Locate every line in the listing below that contains the word "eyeglasses", and copy each of those lines.
---- DATA SECTION
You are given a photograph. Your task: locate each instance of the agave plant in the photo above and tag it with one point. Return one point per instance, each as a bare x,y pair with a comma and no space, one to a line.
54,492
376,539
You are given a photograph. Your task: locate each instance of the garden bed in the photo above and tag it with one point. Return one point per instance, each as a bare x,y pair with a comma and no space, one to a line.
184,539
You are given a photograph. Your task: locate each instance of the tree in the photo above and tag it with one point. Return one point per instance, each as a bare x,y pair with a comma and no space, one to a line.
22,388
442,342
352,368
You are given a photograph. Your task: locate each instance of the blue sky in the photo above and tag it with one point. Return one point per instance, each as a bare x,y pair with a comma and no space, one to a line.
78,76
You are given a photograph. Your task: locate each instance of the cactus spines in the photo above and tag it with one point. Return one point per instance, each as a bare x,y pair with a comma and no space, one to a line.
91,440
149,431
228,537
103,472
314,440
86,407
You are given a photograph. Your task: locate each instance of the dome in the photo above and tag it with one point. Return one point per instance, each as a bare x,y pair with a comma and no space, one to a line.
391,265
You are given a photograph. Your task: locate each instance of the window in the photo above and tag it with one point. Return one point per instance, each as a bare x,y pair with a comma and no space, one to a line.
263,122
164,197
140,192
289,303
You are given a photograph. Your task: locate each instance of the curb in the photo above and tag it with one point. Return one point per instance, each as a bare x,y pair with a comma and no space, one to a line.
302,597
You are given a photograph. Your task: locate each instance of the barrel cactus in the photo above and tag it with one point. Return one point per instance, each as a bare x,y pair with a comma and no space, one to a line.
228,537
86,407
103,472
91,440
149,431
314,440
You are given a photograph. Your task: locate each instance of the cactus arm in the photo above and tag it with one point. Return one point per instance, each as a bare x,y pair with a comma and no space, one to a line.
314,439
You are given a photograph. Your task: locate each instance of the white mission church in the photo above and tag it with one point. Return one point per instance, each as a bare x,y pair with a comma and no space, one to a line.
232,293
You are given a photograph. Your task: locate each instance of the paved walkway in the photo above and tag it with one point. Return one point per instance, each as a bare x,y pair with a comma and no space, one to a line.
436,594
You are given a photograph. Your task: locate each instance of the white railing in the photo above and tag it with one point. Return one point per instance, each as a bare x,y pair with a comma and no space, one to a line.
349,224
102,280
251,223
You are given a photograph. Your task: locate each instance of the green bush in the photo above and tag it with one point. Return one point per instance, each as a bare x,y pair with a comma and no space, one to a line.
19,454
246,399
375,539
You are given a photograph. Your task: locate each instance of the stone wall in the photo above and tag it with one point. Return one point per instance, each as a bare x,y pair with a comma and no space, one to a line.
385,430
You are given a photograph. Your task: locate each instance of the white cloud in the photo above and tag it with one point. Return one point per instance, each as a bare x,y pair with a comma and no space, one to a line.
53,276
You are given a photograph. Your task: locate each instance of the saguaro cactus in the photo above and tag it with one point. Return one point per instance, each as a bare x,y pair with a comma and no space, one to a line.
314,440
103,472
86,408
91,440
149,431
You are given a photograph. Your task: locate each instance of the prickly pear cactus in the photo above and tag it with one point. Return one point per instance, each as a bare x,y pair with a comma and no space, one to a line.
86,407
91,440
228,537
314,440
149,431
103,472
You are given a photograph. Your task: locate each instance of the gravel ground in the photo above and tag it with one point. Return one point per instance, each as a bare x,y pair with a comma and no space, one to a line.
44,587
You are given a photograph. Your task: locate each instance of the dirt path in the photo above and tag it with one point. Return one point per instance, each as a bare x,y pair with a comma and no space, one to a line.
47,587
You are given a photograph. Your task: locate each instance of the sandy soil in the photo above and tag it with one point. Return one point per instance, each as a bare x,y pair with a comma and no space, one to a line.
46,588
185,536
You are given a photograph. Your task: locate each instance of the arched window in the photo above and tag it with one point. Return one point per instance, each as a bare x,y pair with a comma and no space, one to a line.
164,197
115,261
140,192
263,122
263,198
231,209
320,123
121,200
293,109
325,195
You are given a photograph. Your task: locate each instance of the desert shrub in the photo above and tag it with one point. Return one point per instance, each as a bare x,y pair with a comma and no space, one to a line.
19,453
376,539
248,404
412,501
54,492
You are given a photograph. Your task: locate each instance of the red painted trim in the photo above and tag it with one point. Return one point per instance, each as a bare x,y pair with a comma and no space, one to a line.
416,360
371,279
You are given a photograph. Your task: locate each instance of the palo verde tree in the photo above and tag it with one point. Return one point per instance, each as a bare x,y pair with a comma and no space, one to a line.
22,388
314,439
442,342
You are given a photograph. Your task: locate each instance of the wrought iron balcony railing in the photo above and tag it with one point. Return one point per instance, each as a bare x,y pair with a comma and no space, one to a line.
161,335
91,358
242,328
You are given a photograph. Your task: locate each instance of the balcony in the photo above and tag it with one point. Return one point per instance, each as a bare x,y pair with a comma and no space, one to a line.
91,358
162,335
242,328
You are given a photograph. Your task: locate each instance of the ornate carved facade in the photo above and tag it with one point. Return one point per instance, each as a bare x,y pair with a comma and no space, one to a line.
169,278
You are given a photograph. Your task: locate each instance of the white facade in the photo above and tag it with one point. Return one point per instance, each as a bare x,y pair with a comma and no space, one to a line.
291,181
--------
---- DATA SECTION
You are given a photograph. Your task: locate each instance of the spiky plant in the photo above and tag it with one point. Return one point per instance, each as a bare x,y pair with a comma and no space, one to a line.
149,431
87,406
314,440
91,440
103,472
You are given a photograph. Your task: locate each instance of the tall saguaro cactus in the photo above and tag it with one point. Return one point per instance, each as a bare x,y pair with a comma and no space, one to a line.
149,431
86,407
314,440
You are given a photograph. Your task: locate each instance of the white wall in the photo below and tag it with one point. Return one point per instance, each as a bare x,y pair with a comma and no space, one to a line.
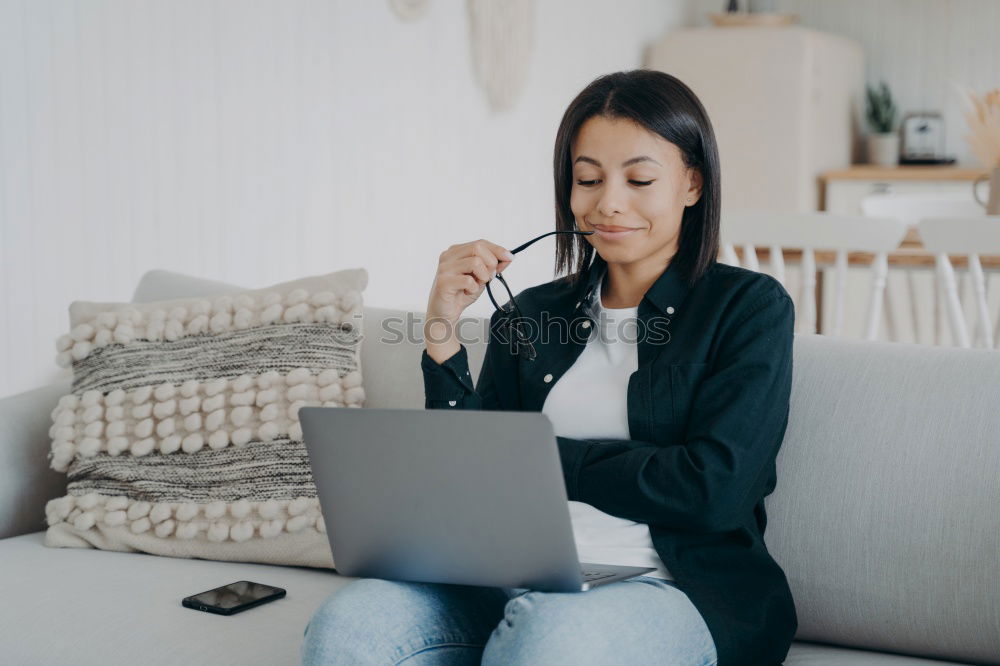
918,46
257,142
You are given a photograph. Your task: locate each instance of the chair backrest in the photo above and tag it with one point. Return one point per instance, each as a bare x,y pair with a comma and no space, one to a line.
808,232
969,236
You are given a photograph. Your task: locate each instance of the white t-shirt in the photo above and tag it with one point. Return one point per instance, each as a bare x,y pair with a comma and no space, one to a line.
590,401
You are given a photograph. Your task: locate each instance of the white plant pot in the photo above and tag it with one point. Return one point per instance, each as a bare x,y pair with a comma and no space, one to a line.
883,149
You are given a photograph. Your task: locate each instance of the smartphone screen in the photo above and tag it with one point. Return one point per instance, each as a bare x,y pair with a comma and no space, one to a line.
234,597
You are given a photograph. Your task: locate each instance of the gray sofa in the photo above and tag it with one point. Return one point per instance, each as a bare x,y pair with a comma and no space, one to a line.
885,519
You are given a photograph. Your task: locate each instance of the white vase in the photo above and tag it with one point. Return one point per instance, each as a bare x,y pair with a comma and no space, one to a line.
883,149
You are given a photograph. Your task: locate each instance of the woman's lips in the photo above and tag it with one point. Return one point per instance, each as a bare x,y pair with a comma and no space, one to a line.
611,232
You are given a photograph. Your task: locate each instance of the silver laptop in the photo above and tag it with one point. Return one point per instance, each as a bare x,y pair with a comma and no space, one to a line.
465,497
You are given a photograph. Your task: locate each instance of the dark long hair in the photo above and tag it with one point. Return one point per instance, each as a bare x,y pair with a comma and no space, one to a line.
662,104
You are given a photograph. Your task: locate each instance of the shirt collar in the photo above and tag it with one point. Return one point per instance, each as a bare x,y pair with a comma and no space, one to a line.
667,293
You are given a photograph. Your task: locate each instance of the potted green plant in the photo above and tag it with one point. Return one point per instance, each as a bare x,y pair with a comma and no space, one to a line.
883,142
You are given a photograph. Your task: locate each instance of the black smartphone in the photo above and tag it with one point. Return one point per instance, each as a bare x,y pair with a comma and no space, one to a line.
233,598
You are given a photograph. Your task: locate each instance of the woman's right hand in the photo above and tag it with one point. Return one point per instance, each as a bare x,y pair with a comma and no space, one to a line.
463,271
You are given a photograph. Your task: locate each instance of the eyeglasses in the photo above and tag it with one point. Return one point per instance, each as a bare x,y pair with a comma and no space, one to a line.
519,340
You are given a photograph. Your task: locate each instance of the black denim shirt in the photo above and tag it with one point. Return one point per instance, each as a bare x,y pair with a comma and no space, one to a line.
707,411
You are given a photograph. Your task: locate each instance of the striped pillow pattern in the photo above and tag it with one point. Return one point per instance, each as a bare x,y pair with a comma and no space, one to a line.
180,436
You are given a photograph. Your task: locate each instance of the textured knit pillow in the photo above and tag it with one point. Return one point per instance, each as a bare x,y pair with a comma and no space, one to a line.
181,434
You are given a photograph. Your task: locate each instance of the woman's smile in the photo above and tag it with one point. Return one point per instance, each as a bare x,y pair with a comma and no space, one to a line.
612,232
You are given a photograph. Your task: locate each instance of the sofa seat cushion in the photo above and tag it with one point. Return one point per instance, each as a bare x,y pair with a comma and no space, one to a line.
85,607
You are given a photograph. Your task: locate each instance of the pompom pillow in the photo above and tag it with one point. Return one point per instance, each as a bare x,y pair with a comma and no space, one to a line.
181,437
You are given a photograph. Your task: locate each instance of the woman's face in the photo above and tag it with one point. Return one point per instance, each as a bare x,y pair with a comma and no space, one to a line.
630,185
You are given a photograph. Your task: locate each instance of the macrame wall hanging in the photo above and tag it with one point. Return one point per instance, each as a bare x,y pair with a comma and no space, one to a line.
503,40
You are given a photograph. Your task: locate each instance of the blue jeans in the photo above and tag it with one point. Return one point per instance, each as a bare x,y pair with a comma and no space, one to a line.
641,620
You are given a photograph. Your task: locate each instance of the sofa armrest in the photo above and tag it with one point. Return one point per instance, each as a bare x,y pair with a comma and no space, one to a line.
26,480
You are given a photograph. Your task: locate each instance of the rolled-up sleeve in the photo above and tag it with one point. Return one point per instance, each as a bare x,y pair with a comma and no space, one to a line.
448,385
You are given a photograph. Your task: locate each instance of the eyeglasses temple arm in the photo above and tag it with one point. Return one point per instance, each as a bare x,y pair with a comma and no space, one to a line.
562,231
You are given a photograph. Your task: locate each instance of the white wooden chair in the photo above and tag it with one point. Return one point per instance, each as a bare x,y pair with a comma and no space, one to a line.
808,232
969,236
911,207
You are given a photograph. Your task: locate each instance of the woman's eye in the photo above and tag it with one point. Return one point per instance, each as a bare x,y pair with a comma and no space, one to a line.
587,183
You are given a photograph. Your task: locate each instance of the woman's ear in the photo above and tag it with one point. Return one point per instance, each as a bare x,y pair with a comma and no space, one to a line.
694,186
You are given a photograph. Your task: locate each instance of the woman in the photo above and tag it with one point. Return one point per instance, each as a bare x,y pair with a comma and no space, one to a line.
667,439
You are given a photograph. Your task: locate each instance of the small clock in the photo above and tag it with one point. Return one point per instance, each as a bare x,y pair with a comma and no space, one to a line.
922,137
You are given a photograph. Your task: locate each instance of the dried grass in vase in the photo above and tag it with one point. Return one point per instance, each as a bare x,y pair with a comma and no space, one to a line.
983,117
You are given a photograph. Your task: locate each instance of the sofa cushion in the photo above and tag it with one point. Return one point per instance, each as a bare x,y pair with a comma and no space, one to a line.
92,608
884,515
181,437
--------
---- DATA SECTION
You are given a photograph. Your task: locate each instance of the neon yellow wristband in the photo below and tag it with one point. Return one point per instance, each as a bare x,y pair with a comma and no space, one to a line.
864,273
--------
WRITTEN SOLUTION
You are given a photograph. Your task: locate each instance of the eyeglasses in the photo above and tag it with one point. Return one point per instance, each as a bare x,y pair with a comma and no space, one to a line.
You are given a photograph. Your task: locate each instance of the eyeglasses temple arm in the photo above and tag it with one point. Return one point per instance, each as a bare x,y pair with a comma and no space, one to a line.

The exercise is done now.